>>>
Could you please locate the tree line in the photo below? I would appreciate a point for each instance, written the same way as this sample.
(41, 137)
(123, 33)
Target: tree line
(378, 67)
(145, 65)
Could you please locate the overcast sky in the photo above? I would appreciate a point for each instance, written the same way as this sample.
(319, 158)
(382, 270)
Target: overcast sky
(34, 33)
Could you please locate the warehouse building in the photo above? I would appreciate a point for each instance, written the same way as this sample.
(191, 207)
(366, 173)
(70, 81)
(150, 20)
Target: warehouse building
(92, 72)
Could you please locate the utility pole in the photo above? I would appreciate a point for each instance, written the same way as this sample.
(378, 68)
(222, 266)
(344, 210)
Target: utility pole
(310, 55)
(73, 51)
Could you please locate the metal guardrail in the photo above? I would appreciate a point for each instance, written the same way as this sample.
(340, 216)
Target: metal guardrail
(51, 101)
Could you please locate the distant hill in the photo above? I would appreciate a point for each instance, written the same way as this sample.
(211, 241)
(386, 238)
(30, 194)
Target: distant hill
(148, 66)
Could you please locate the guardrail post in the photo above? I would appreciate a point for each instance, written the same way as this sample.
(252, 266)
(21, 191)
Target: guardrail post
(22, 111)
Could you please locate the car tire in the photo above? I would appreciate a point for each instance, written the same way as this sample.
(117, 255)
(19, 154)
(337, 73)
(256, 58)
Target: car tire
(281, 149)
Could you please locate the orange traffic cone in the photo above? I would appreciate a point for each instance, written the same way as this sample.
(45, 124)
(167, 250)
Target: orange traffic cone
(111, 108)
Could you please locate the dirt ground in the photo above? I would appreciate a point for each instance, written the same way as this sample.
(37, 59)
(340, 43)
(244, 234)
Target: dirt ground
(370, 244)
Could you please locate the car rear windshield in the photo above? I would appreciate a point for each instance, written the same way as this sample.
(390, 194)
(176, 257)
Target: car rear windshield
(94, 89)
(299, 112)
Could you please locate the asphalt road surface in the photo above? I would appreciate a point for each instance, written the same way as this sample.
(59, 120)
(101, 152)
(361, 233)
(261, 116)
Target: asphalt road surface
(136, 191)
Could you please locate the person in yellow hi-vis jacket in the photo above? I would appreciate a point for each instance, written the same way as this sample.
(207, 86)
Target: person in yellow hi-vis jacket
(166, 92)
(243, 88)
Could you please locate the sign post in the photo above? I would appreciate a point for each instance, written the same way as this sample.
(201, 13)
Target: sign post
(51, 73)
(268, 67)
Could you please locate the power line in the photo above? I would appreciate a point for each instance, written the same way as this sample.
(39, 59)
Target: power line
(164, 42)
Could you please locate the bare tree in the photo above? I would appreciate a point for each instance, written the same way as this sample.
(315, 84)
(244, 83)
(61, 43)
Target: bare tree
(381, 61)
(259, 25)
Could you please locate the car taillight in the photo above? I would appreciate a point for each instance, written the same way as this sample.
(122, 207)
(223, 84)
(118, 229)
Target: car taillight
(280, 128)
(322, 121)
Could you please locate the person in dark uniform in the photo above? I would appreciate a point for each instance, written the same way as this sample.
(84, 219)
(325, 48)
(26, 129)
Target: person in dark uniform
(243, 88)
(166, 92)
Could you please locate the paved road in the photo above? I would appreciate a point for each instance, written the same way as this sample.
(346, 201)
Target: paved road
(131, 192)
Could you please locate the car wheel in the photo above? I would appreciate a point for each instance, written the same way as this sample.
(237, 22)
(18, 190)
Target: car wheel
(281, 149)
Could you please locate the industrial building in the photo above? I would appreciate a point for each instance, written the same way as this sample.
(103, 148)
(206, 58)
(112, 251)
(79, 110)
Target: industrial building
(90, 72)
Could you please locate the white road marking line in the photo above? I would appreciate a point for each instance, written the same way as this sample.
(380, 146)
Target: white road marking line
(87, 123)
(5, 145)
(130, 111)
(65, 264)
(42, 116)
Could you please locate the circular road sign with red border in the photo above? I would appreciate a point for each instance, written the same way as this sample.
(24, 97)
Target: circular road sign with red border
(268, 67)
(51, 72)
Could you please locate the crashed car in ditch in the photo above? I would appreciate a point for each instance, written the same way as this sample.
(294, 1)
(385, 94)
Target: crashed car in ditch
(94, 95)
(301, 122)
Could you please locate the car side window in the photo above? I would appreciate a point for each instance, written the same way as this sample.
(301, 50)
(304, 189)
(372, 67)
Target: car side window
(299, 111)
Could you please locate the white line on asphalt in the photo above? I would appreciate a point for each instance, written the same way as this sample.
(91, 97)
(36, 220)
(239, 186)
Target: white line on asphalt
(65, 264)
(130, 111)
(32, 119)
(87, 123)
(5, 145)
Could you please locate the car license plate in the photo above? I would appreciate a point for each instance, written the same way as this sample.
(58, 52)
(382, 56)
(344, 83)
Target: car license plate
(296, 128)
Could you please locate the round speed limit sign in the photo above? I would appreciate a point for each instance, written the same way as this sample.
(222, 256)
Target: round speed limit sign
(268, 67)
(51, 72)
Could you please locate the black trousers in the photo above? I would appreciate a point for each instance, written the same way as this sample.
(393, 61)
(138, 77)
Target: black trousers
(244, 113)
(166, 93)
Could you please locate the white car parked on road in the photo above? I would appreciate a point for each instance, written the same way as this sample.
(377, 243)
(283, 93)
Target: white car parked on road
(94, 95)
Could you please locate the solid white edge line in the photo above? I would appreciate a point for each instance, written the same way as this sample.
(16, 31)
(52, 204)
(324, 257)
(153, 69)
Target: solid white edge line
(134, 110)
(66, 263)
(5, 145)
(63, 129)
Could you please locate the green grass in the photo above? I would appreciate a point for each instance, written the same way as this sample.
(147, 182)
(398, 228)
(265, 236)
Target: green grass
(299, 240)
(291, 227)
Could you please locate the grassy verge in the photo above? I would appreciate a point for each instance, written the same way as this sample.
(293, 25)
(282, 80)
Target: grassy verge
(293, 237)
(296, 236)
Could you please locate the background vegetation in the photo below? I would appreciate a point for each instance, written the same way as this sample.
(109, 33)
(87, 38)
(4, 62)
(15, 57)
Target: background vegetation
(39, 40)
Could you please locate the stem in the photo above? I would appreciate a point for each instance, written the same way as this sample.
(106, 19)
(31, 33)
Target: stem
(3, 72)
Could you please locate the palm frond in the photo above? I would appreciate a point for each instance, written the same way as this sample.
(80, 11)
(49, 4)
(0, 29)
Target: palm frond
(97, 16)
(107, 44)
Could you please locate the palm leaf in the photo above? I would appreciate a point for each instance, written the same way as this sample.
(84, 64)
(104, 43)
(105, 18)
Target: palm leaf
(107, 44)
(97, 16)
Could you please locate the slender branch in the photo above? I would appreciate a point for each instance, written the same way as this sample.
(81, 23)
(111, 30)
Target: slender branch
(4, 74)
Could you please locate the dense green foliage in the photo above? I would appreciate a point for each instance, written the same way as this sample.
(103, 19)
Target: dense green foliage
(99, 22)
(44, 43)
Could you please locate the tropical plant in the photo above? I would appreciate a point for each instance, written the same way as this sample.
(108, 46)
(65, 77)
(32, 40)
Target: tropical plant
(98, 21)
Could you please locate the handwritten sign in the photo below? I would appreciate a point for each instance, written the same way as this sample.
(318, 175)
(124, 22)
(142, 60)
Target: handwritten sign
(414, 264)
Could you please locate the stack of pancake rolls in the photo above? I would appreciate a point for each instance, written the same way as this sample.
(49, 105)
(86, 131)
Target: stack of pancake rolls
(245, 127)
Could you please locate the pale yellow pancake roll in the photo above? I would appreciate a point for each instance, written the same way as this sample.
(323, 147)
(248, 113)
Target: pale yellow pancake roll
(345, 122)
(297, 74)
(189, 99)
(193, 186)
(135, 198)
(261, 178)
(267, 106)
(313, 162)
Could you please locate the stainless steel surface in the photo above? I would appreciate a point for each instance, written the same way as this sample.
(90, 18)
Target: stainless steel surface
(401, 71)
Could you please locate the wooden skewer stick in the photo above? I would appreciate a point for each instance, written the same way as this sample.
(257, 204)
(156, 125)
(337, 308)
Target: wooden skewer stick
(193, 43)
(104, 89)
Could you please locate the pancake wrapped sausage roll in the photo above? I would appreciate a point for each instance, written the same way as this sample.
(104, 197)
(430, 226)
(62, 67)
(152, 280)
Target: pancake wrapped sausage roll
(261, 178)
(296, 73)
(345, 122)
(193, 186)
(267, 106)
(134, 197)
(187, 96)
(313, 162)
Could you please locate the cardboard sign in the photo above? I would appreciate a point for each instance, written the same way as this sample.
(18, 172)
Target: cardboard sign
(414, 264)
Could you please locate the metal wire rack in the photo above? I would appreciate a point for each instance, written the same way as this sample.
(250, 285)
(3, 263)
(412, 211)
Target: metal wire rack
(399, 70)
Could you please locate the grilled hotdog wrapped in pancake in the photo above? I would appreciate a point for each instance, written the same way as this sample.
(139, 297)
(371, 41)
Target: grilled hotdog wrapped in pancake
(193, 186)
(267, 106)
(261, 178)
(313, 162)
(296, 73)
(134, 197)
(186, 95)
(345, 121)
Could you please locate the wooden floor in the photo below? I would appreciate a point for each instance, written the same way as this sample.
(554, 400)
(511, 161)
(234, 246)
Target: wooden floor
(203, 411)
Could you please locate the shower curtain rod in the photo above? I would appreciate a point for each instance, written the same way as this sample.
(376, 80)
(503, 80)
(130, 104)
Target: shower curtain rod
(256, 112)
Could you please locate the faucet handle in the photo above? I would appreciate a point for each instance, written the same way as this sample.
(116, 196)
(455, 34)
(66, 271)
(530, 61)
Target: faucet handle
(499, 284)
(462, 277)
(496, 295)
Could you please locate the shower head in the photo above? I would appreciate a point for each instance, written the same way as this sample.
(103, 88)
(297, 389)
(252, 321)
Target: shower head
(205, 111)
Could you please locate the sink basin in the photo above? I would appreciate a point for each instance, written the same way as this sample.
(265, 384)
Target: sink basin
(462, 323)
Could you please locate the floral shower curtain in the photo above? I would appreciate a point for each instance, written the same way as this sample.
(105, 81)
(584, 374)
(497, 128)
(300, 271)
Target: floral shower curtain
<<<
Task prompt -> What lines in the entries contain "floral"? Report each one by copying it.

Reply to the task ->
Could you please locate the floral shower curtain in the photo above? I would appreciate a point for each instance, written the same way as this sample.
Target: floral shower curtain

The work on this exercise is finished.